*TASK BRIEF*
Retype the lines below exactly as they appear, leaving out the pictures.

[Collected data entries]
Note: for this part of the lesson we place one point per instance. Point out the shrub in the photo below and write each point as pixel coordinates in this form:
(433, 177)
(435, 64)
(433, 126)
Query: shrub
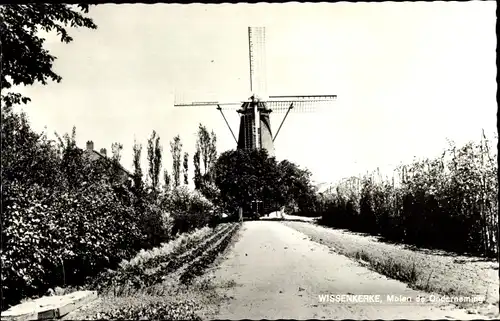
(449, 202)
(64, 217)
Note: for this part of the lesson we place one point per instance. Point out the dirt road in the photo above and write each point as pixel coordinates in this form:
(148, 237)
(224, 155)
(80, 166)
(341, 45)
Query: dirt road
(277, 272)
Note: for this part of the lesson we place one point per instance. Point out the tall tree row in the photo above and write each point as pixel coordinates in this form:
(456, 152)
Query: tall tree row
(205, 156)
(154, 160)
(185, 168)
(176, 150)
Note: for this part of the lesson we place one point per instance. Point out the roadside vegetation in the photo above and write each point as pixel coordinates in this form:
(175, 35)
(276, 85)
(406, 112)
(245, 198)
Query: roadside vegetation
(448, 203)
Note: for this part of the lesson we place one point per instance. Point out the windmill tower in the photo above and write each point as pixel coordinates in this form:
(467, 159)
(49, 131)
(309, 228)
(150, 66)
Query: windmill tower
(258, 134)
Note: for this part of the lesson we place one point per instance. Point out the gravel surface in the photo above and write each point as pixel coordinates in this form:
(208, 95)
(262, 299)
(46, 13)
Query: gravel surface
(443, 271)
(275, 272)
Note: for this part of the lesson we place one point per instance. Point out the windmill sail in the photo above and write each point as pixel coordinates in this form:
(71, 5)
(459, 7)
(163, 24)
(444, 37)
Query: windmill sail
(257, 51)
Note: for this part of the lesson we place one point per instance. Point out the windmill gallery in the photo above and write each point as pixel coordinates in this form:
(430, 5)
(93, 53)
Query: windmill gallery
(255, 134)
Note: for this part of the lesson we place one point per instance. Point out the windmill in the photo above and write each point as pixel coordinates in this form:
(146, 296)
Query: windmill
(258, 134)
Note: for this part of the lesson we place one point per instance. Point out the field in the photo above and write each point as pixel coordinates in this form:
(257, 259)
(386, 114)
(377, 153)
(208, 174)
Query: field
(161, 283)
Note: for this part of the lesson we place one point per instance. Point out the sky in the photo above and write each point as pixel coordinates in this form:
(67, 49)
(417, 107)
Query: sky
(407, 76)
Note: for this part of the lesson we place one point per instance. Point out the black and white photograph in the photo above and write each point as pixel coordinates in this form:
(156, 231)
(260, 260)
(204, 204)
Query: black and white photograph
(231, 161)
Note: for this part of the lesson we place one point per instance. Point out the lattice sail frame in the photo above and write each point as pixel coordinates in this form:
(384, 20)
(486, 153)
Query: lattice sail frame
(259, 105)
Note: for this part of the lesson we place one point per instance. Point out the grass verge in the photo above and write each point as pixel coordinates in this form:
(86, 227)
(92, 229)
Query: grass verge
(183, 293)
(440, 273)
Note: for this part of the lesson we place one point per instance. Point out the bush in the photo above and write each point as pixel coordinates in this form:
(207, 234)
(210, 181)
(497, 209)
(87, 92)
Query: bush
(64, 217)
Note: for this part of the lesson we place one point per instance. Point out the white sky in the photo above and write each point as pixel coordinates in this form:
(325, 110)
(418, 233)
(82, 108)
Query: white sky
(407, 76)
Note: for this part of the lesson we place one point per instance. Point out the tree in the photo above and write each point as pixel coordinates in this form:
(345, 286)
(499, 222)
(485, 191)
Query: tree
(116, 149)
(176, 149)
(185, 166)
(204, 158)
(137, 149)
(167, 179)
(154, 160)
(206, 145)
(244, 176)
(24, 60)
(197, 171)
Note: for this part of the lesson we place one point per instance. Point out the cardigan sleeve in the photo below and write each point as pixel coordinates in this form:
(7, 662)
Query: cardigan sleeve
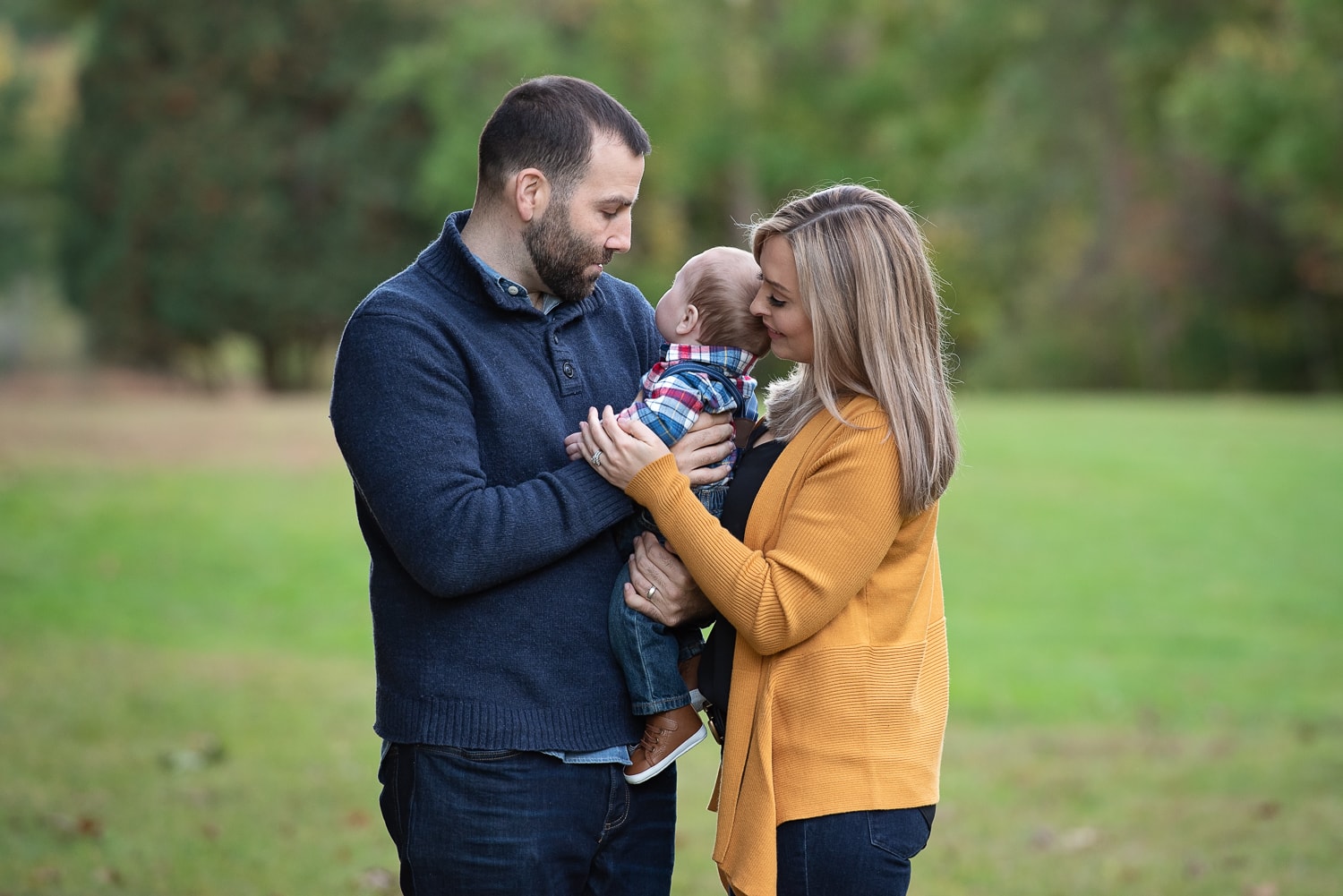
(825, 544)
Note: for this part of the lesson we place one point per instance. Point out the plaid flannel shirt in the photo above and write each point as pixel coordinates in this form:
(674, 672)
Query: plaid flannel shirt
(672, 400)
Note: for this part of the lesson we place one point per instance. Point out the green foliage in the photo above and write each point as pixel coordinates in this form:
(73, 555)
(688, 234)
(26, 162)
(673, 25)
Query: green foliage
(231, 175)
(1143, 619)
(1119, 193)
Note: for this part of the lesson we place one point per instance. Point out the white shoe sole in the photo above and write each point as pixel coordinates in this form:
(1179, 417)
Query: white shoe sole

*ANSWER IN FULL*
Note: for this part of the lesson we place one point per instance. Point out the shrub in the photo below and write each point as pixel coordinates in this form:
(433, 177)
(435, 64)
(433, 126)
Query: shrub
(449, 202)
(64, 217)
Note: for this part of the lesson we place one point per instance. Point out the dirt road in the photo above and write each point as pixel coordinates in this form:
(148, 237)
(224, 155)
(80, 166)
(341, 45)
Query: dirt road
(277, 272)
Note: for this part of the lesson we place one point per instance. Point out the tall tree row in the photo above and write each point as pixel coordinates in this form:
(456, 152)
Query: tall tree row
(205, 156)
(154, 160)
(185, 168)
(176, 150)
Note: for this part of the lesson we place one point per instance. Point out the roadside vegetation in the photo above and write each point as pixel coordinates in this form:
(175, 35)
(276, 85)
(406, 112)
(245, 198)
Query: roadside vegetation
(448, 203)
Note: for this part of the lesson we place one point per instance. Point out the windmill tower in the photo above and write each point as pixel coordinates in this form:
(467, 159)
(49, 131)
(309, 228)
(150, 66)
Query: windmill tower
(258, 134)
Note: for this part of the lesson we place one point per instance. Point out the gravel surface in the photo above and write each point as pixel coordinates in this form:
(208, 95)
(262, 299)
(46, 13)
Query: gravel surface
(443, 271)
(275, 272)
Note: for this part of the lesson we place one point per instance. Point out the windmill sail in the photo above and write each point as pixel coordinates in this form:
(71, 5)
(459, 7)
(163, 24)
(444, 37)
Query: windmill sail
(257, 51)
Note: for this part of the lesson we place one point per instance. Point out the windmill gallery in the photo above and write each point as pixel coordinates in this form:
(430, 5)
(93, 53)
Query: windmill gallery
(255, 134)
Note: for this part of the lesson we place one point per instance. Point out the windmill in the photo above and write each point as pixel coordinates in this form:
(146, 296)
Query: windmill
(258, 134)
Note: for this part of the lesson we place one point per instance. Point out the field in the photo above and write each point as pixel coordinates in this form:
(257, 259)
(386, 114)
(377, 153)
(208, 174)
Query: field
(161, 283)
Note: for this part of the lesson we place one point per instance. Point out the sky in the photo above and write each point as pixel coordinates in this form:
(67, 49)
(417, 107)
Query: sky
(407, 76)
Note: for this part of the lesson we place one point per instance. Point out the black and white photograph in the photo above and write each point as pixel coordinates in this form:
(156, 231)
(260, 260)
(204, 204)
Query: black and white photograph
(231, 161)
Note: for this part of the lesson we place one point per instance. Point out the lattice sail frame in the photo above and write each point as pixel coordinates in this form:
(384, 20)
(486, 153)
Query: lattice sail frame
(259, 105)
Note: for this part of the lesson we place one point per instance. Point out the grass verge in the photo above and write each point as pixel coordinates in this form:
(86, 227)
(92, 229)
Query: grass verge
(183, 293)
(440, 273)
Note: for this part of the lesson we place one point per instance. Point out the bush in the photo above and write each point as pixel coordinates in this form:
(207, 234)
(210, 181)
(497, 209)
(87, 92)
Query: bush
(64, 217)
Note: for this part of the lesson we place one point per instance. Point out the white sky in the photo above and write each point as pixel coordinates in this form:
(325, 110)
(418, 233)
(82, 108)
Query: white sky
(407, 76)
Note: for this part of the lesson we place one point per instance. Point out the tree in the photo above and write each point as pixel coordinates in this form:
(345, 286)
(499, 222)
(485, 191)
Query: tree
(116, 149)
(176, 149)
(185, 166)
(204, 158)
(137, 149)
(167, 179)
(154, 160)
(206, 145)
(244, 176)
(24, 60)
(197, 171)
Note: for this part of the lesson we place one point per instance. Point out the cardigan sleeve in the photo below and write each point as pixel coordinates in this form:
(7, 662)
Query: cardigan sleeve
(825, 544)
Note: for this part of the lesson we place one point per instance. Point out the plaid flannel shirt in the photo above and write each point as pixel coordinates in this form:
(674, 672)
Query: plaid flannel shirt
(672, 400)
Note: for this part of the lesson we place one point per instance. Point out the green foliage in the photo above and write each point as pixel coordinates in this form:
(73, 555)
(688, 234)
(26, 162)
(673, 25)
Query: green foliage
(231, 175)
(1143, 619)
(1119, 193)
Note: for this part of the lesson we place one point per instance. Point out the white shoe sole in the photo above and write each point as pixel coordinates in this form:
(1179, 417)
Query: white shoe sole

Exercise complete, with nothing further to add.